• _Text segment_:
******

Sanofi has posted financials for the first quarter this morning which show that earnings and sales rose, although it repeated earlier guidance that 2012 profits will be down 15% due to generics.

Turnover rose 9.4% to 8.51 billion euros, while business net income, which excludes items, increased 12% to 2.44 billion euros. Pharmaceuticals were up 8.8% to 7.32 billion euros, a healthy result given the scale of generic competition to key products.

The antithrombotic Lovenox (enoxaparin) saw sales fall 10.5% to 526 million euros, while the bloodthinner Plavix (clopidogrel), partnered with Bristol-Myers Squibb, brought in 505 million euros to Sanofi’s coffers, down just 0.2%, despite generics hitting European sales by 18.6%. Patent expiries meant that the cancer drug Taxotere (docetaxel) slumped 61.8% to 150 million euros, while the antihypertensive Avapro/Avalide/Karvea (irbesartan) also partnered with B-MS, fell 18.1% to 404 million euros.

On the bright side, the Paris-headquartered firm's diabetes division contributed 1.31 billion euros (+14.4%), and Lantus (insulin glargine) made up 1.12 billion euros of that, a rise of 17.2%. The new anti-arrhythmic Multaq (dronedarone) brought in 63 million euros, down 3.2%, while sales of Jevtana (cabazitaxel) for prostate cancer came in at 54 million euros, an increase of 10.4%.

Sales of the colorectal cancer drug Eloxatin (oxaliplatin) were up 96.3% to 384 million euros. The latter rise was due to Sanofi winning a patent battle in September with India's Sun Pharmaceuticals that will keep generic versions of Eloxatin off the US market until August 2012.

Sales at Sanofi’s vaccines division dipped 0.2% to 617 billion euros, while the consumer healthcare business brought in 805 million euros (+11.4%). Revenues from the generics unit rose 6.5% to 439 million euros.

Strong growth at Genzyme

As for the financials at recently-acquired Genzyme Corp, revenues grew 13.7% to $400 million. Cerezyme (imiglucerase) for Gaucher disease was up 5.8% to $149 million and Fabrazyme (agalsidase beta) for Fabry disease increased 50.0% to $47 million. Supplies of the two therapies are slowly recovering from  the temporary closure of the firm's Allston Landing, Boston facility in June 2009. Sales of Lumizyme/Myozyme (alglucosidase alfa) for Pompe disease grew 17.0% to $112 million.

Chief executive Chris Viehbacher (pictured) noted that "although, as expected, Plavix will lose exclusivity in May in the USA, the strong underlying performance of the business is consistent with our medium-term growth outlook". Sanofi was also pleased with its performance in the emerging markets, where sales were up 9.9% to 2.62 billion euros.

******

• _Supplied information_:
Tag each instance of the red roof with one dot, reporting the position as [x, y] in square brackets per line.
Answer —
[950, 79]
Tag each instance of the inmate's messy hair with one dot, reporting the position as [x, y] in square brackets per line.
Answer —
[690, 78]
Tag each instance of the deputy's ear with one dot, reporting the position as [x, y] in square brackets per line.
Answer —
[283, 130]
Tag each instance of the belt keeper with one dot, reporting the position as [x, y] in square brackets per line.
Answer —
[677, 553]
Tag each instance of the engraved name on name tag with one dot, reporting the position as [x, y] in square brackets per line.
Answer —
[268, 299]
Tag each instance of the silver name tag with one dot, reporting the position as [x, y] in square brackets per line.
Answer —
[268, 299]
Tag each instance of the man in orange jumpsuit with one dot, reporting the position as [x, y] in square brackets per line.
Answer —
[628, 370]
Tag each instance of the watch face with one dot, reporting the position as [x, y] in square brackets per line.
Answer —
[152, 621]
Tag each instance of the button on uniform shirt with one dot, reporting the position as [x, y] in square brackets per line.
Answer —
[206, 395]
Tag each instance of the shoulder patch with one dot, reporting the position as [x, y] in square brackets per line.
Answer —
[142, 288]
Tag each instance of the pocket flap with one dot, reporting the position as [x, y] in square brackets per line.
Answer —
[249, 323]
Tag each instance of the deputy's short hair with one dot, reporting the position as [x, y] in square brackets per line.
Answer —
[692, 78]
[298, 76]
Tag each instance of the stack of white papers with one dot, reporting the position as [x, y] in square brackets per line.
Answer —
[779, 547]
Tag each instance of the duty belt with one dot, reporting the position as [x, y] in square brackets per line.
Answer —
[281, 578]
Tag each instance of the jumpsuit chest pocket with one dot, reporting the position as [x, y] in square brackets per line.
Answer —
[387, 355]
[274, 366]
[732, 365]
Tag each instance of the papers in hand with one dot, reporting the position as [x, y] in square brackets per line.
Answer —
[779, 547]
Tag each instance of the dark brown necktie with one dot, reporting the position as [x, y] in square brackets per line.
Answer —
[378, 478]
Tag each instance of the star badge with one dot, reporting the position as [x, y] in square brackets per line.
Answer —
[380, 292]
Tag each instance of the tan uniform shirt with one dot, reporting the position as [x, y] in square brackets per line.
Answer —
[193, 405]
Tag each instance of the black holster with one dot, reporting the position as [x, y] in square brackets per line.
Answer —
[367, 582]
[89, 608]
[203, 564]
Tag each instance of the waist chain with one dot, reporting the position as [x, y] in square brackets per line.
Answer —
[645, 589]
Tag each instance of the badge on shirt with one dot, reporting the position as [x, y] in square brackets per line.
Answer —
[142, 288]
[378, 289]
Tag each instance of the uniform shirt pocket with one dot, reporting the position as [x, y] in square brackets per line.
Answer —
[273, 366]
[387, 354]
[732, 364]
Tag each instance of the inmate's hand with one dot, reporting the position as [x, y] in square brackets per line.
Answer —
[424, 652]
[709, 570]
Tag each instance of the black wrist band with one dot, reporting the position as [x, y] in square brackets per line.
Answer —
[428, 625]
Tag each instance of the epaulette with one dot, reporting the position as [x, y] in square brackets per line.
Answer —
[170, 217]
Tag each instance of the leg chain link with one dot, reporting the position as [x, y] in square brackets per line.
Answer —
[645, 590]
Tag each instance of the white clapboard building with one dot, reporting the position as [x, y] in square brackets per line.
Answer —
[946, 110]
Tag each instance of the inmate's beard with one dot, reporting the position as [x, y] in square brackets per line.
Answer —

******

• _Work task 1_: For the Sanofi earnings report, decide whether each statement agrees with it: (a) Lovenox sales fell during the quarter; (b) Multaq sales rose during the quarter; (c) revenues at Genzyme grew 13.7%. Answer yes or no for each and quote the deciding words.
• _Work task 2_: According to the Sanofi earnings report, how much did sales in the emerging markets reach?

• _Answer space 1_:
(a) Yes: "saw sales fall 10.5% to 526 million euros"
(b) No: "brought in 63 million euros, down 3.2%"
(c) Yes: "revenues grew 13.7% to $400 million"

• _Answer space 2_: 2.62 billion euros, up 9.9%.